**JOB**
Extract all of the rows below word for word, leaving out the pictures.
::: STORED RECORDS
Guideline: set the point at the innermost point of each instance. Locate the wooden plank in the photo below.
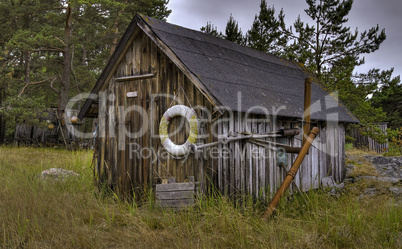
(172, 56)
(175, 187)
(102, 133)
(225, 156)
(135, 77)
(182, 203)
(254, 155)
(261, 163)
(175, 195)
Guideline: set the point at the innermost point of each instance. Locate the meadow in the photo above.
(72, 213)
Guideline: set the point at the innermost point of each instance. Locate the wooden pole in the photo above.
(307, 109)
(291, 174)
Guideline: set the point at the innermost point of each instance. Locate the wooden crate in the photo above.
(175, 195)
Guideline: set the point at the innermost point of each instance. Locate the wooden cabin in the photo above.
(235, 91)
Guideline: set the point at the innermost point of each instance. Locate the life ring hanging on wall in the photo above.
(191, 117)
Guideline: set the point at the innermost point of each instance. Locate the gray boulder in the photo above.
(56, 173)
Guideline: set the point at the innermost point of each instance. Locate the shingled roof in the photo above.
(238, 77)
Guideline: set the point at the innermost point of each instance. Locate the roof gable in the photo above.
(240, 78)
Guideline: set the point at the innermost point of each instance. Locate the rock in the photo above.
(369, 192)
(397, 191)
(57, 173)
(328, 182)
(349, 169)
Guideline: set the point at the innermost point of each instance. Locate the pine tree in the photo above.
(233, 32)
(52, 50)
(328, 41)
(265, 34)
(389, 98)
(211, 29)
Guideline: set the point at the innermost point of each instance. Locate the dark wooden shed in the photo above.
(235, 91)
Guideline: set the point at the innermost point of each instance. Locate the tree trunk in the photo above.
(67, 60)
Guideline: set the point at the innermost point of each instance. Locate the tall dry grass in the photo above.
(72, 214)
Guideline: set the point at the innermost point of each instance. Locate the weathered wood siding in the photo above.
(244, 167)
(139, 161)
(133, 162)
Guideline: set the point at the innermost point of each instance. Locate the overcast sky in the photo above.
(365, 14)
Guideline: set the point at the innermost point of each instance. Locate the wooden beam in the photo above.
(135, 77)
(173, 57)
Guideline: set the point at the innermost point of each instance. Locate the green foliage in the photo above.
(233, 32)
(72, 214)
(322, 45)
(211, 29)
(48, 56)
(389, 98)
(394, 142)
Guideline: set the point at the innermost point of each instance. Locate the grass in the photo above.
(72, 214)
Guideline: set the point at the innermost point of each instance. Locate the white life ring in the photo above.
(191, 117)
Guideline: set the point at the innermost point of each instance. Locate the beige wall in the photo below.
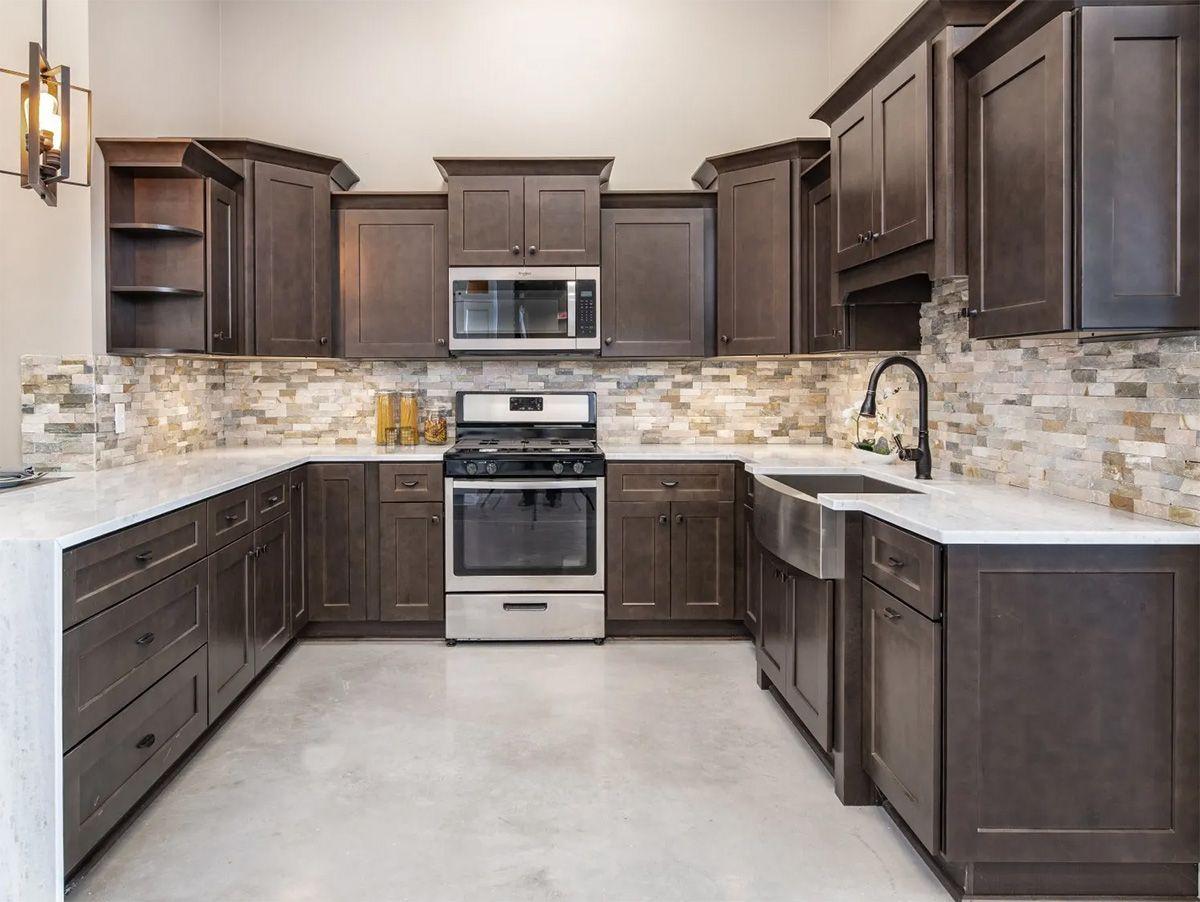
::::::
**SOLVED PROBLEM**
Guideline: set the point at the innermost point of each instance. Locate the wooden plank in the photo below.
(172, 56)
(175, 187)
(102, 133)
(225, 156)
(135, 77)
(182, 203)
(254, 155)
(261, 163)
(175, 195)
Guideline: set the point at the innermost point of each instance. Locate the meadow in the photo above.
(72, 213)
Guideline: set the point at the innermost point of each instance. Locate the wooden pole in the photo above.
(307, 109)
(291, 174)
Guideline: set the point at the innermost point of each instance. Locate the wooden crate in the photo above.
(175, 195)
Guideline: set the point at the innermost point of each instance. Locate the wooden cabin in the photo above.
(235, 91)
Guideline: set the point at the innermost point of each instance. Locate the life ring hanging on wall in the photo above.
(191, 117)
Guideline: set the point at the innermost point of each instance. Locate the gray boulder in the photo above.
(56, 173)
Guideline: set the point at the innermost point of each instance. Locate the shingled roof in the photo above.
(238, 77)
Guideline: set the point at the innermost point of each instance. Locate the roof gable in the photo above.
(240, 78)
Guideline: set the point at the innermost point of each instance. Locate the rock in the photo above.
(369, 192)
(397, 191)
(57, 173)
(328, 182)
(349, 169)
Guideline: set the point at the innermost point of each instance. Locate the pine tree in the photo above.
(233, 32)
(52, 50)
(328, 41)
(265, 34)
(389, 98)
(211, 29)
Guideline: set the point at the innermost point of each instance. Locate the dark wooden shed in the photo above.
(235, 91)
Guideline: set the point at the innermost point of each instance. Locate the tree trunk in the photo above.
(67, 60)
Guideline: set the point at the innermost point of each instance. Locate the tall dry grass in the photo above.
(72, 214)
Guideline: set the point at the innermost point of each instance. Locate the weathered wood siding in the photo above.
(244, 167)
(139, 161)
(133, 162)
Guideline: set the point at the innermost point of each instance. Locate the overcast sky in the photo above.
(365, 14)
Guideline: set the point at the innermost point of each instance. Locate the wooden beam in the photo above.
(135, 77)
(173, 57)
Guideline: set the point at the innermost point of each instance. Locate the green foliage in the photo above.
(233, 32)
(72, 214)
(322, 45)
(211, 29)
(48, 56)
(389, 98)
(394, 142)
Guideline: set the point at the innermost point of each instance. Locate the grass in the photo above.
(72, 214)
Guideline: set the point at the innermost point of each instance. Locate the white life ring in the photo above.
(191, 117)
Guideline: set the point at the innermost point of each instance. Locate the beige wall in the photo below.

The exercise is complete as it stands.